[Start of section]

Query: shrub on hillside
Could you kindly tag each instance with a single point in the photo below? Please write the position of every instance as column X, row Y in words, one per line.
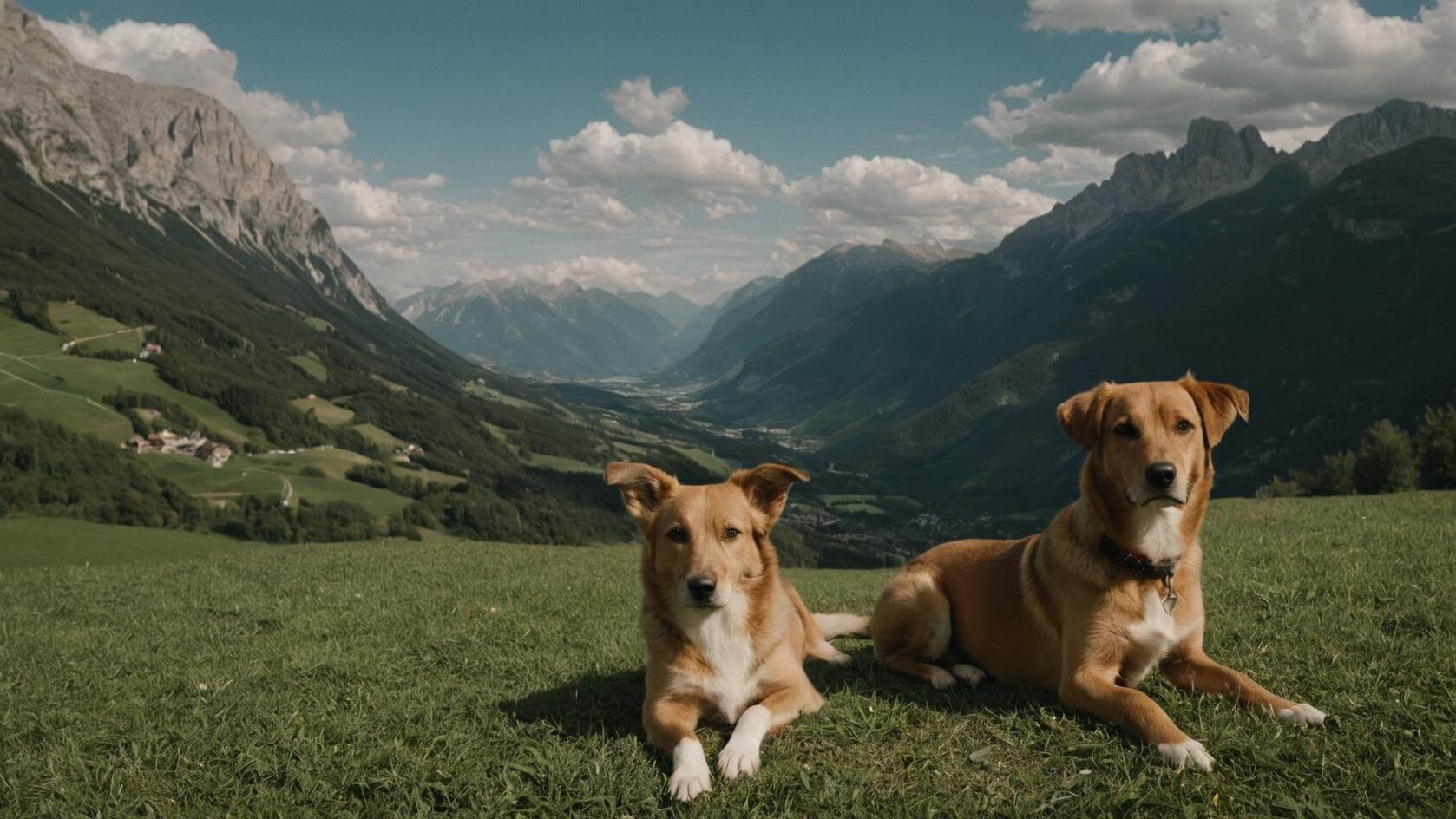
column 1335, row 476
column 1436, row 447
column 1385, row 460
column 1280, row 488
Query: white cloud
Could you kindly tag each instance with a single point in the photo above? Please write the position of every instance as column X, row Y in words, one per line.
column 904, row 198
column 379, row 226
column 567, row 206
column 1135, row 16
column 1062, row 165
column 648, row 112
column 180, row 54
column 427, row 182
column 1290, row 67
column 1021, row 90
column 588, row 271
column 682, row 161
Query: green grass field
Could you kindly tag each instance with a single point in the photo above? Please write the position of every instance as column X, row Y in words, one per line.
column 266, row 475
column 79, row 322
column 36, row 377
column 705, row 459
column 379, row 436
column 312, row 365
column 185, row 675
column 325, row 410
column 561, row 464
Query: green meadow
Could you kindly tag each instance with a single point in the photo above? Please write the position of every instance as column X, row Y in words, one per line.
column 44, row 382
column 172, row 674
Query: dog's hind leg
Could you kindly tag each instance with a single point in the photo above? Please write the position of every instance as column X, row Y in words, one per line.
column 818, row 629
column 912, row 629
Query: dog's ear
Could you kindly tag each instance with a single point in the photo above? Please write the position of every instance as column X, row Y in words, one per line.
column 642, row 488
column 768, row 488
column 1219, row 404
column 1080, row 415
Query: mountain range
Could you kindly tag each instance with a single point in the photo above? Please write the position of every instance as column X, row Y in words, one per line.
column 1320, row 279
column 148, row 215
column 1297, row 275
column 560, row 331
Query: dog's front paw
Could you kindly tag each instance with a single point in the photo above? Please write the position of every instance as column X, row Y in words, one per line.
column 1302, row 713
column 1187, row 754
column 738, row 760
column 968, row 674
column 691, row 776
column 941, row 678
column 831, row 655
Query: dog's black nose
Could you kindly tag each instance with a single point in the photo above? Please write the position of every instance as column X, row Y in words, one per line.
column 700, row 588
column 1161, row 475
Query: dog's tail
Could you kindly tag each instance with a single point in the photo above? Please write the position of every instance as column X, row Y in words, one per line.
column 842, row 625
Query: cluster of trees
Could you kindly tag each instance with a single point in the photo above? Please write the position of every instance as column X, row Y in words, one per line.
column 337, row 521
column 49, row 470
column 30, row 307
column 520, row 514
column 1387, row 459
column 379, row 476
column 171, row 415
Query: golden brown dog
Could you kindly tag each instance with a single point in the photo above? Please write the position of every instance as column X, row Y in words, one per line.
column 725, row 636
column 1108, row 593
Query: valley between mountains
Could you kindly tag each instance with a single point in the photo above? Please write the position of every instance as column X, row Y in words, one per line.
column 163, row 279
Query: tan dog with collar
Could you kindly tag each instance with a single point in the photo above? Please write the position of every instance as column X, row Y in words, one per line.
column 1108, row 593
column 725, row 634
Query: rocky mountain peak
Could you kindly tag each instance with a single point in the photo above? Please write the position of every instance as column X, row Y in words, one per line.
column 1216, row 161
column 154, row 150
column 1357, row 137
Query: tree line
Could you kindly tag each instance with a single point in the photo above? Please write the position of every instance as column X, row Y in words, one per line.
column 1387, row 459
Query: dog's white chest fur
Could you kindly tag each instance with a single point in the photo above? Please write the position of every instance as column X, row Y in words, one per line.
column 1161, row 537
column 723, row 639
column 1151, row 638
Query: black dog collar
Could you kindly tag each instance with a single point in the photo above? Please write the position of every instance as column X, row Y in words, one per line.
column 1144, row 569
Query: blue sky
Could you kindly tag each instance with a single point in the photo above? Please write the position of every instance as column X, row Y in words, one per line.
column 843, row 121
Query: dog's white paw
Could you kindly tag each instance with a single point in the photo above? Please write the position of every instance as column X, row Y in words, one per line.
column 831, row 655
column 1187, row 754
column 691, row 776
column 1302, row 713
column 738, row 760
column 968, row 674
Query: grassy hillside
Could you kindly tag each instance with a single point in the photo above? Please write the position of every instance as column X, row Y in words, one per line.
column 189, row 675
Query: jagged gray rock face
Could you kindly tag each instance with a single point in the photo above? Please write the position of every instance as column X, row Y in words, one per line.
column 148, row 147
column 1361, row 135
column 1213, row 161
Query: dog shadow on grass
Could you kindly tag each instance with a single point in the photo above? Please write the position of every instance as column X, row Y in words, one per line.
column 606, row 704
column 865, row 677
column 609, row 704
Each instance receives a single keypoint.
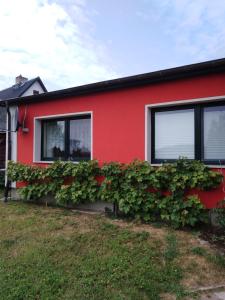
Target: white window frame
(148, 117)
(37, 133)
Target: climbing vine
(139, 190)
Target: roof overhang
(204, 68)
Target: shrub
(2, 180)
(138, 189)
(220, 214)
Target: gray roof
(18, 90)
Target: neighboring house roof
(17, 90)
(204, 68)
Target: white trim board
(37, 133)
(166, 104)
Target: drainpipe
(8, 152)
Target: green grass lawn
(50, 253)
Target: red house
(156, 116)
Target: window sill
(210, 166)
(52, 161)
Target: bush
(2, 180)
(138, 189)
(220, 214)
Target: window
(193, 131)
(66, 139)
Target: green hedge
(138, 189)
(2, 180)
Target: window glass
(214, 133)
(174, 134)
(80, 139)
(2, 118)
(54, 140)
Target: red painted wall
(119, 118)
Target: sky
(73, 42)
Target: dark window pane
(214, 133)
(80, 139)
(54, 140)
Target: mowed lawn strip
(51, 253)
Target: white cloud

[End of section]

EXERCISE DIRECTIONS: Without the pictures, reproduce the entries exactly.

EXERCISE OUTPUT:
Query: shrub on hillside
Could you kindly tag each instance with a single point in the photo below? Please write the position of every instance as column X, row Y in words, one per line.
column 1335, row 476
column 1436, row 447
column 1385, row 460
column 1280, row 488
Query: white cloud
Could you kindly tag each instance with a single point in the photo above? Please write the position of every instance as column X, row Y in words, one per line.
column 904, row 198
column 379, row 226
column 567, row 206
column 1135, row 16
column 1062, row 165
column 648, row 112
column 180, row 54
column 427, row 182
column 1290, row 67
column 1021, row 90
column 588, row 271
column 682, row 161
Query: green grass field
Could you kindly tag each instance with a single point in the photo above? Please write the position of every instance as column X, row Y in words, one per line.
column 266, row 475
column 79, row 322
column 36, row 377
column 705, row 459
column 379, row 436
column 312, row 365
column 185, row 675
column 325, row 410
column 561, row 464
Query: green meadow
Could you kindly tag each instance with a single point in the photo above? Please write the position of every instance as column X, row Y in words, one per line.
column 44, row 382
column 172, row 674
Query: dog's hind leg
Could you kindly tag each instance with a single point in the photo above? Please write the position of every instance as column X, row Y in words, one per line.
column 818, row 629
column 912, row 629
Query: dog's ear
Could you kindly tag each instance with a single point in the photo above? Please write the position of every instance as column X, row Y in words, one per line.
column 642, row 488
column 768, row 488
column 1219, row 404
column 1080, row 415
Query: mountain range
Could you kindly tag each instance with a single point in the photo above? Please write the position of every instance as column X, row Y in words, one per line.
column 1320, row 279
column 148, row 215
column 1297, row 275
column 560, row 331
Query: dog's front paw
Could you kindly tag each instance with a single point in the photo above? Please write the position of every instance as column X, row Y in words, one per line.
column 1302, row 713
column 1187, row 754
column 738, row 760
column 968, row 674
column 691, row 776
column 941, row 678
column 831, row 655
Query: dog's black nose
Could you kindly tag each instance with a single point in the photo above? Please write the position of every instance as column X, row Y in words, one per line.
column 700, row 588
column 1161, row 475
Query: dog's tail
Could you kindly tag each instance with a single point in the photo above? Please write the position of every instance as column X, row Y in words, one per line.
column 842, row 625
Query: cluster of trees
Could you kindly tag each instance with a single point in the photo above? Please write the position of every instance as column X, row Y in words, one per line.
column 337, row 521
column 49, row 470
column 30, row 307
column 520, row 514
column 1387, row 459
column 379, row 476
column 171, row 415
Query: golden brown dog
Could you kindly tag each instance with a single point in the photo above? Please write the position of every instance as column X, row Y in words, one per line.
column 725, row 636
column 1108, row 593
Query: valley between mountains
Could you kindly tag each instance with a single point in the photo above? Please write the position of every instance as column X, row Y in words, one per line.
column 163, row 279
Query: tan dog with collar
Could you kindly tag each instance with a single point in the photo above? Please write the position of every instance as column X, row Y in words, one per line.
column 1108, row 593
column 725, row 634
Query: rocky mountain peak
Could you kindly tag each instance with a single point in the photo above? Please write the position of every instance as column X, row Y in words, one per line.
column 1216, row 161
column 154, row 150
column 1357, row 137
Query: tree line
Could you kindly tag each instance with a single point in the photo above? Please write the position of every instance as column X, row Y in words, one per line.
column 1387, row 459
Query: dog's white chest fur
Could you kindly tag each instance with a single point in the photo above? Please write the position of every instance as column X, row Y in words, one per line.
column 1161, row 537
column 723, row 639
column 1151, row 638
Query: black dog collar
Could you kindly tag each instance with a single point in the photo above? Please write the position of every instance as column X, row Y in words, one per line.
column 1144, row 569
Query: blue sky
Could you kindly tag each instance with a single point in the photo above? Please write the position of every instance as column X, row Y in words, one per line.
column 843, row 121
Query: dog's white paw
Could you kindly tag each instance with a single point in the photo above? Please write the position of every instance as column X, row Y in words, one per line.
column 831, row 655
column 1187, row 754
column 691, row 776
column 1302, row 713
column 738, row 760
column 968, row 674
Query: grassy hillside
Could you kindly tag each instance with a single point in the photo above? Please write the position of every instance as column X, row Y in words, one per line.
column 189, row 675
Query: jagged gray rock face
Could you kindly tag each instance with a single point in the photo above? Please write the position of every instance as column X, row Y in words, one per line.
column 148, row 147
column 1361, row 135
column 1213, row 161
Query: dog shadow on grass
Could you kindly tag each instance with a single point in the photo above? Please write the position of every instance as column X, row Y in words, one per line.
column 606, row 704
column 865, row 677
column 609, row 704
Each instance receives a single keypoint.
Target: white window frame
(148, 117)
(37, 133)
Target: climbing vine
(139, 190)
Target: roof overhang
(204, 68)
Target: shrub
(2, 180)
(138, 189)
(220, 214)
Target: gray roof
(18, 90)
Target: neighboring house roof
(17, 90)
(204, 68)
Target: white trim board
(37, 133)
(166, 104)
Target: drainpipe
(8, 152)
Target: green grass lawn
(50, 253)
Target: red house
(156, 116)
Target: window sill
(210, 166)
(52, 161)
Target: bush
(2, 180)
(138, 189)
(220, 214)
Target: window
(193, 131)
(66, 139)
Target: green hedge
(138, 189)
(2, 180)
Target: window glass
(214, 133)
(174, 134)
(80, 139)
(2, 118)
(54, 140)
Target: red painted wall
(119, 118)
Target: sky
(73, 42)
Target: dark window pane
(214, 133)
(80, 139)
(54, 140)
Target: mowed lawn strip
(51, 253)
Target: white cloud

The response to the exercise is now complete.